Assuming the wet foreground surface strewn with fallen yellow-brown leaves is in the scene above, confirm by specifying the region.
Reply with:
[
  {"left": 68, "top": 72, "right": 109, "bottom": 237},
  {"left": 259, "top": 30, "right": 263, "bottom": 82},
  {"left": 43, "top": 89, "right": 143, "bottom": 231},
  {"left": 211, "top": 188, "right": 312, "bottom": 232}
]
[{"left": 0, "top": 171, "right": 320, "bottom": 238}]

────────────────

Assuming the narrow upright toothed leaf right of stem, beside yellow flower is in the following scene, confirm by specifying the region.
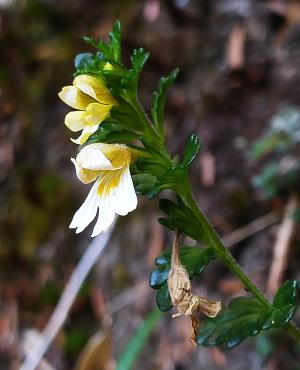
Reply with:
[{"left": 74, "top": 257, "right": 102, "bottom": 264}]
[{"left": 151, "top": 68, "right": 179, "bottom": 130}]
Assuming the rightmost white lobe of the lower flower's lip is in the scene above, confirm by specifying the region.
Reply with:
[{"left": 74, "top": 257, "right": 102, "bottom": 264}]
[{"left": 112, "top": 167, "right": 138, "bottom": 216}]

────────────────

ABOUT THIS TASK
Copy down every line of the material above that includes the string "flower".

REPLY
Assuming the narrow upright toothed leaf right of stem, beside yellow flower is in the following scene, confirm by specifying the region.
Assuming the rightmost white lobe of the lower flower's lip is in the scene above, confirm by specifying the region.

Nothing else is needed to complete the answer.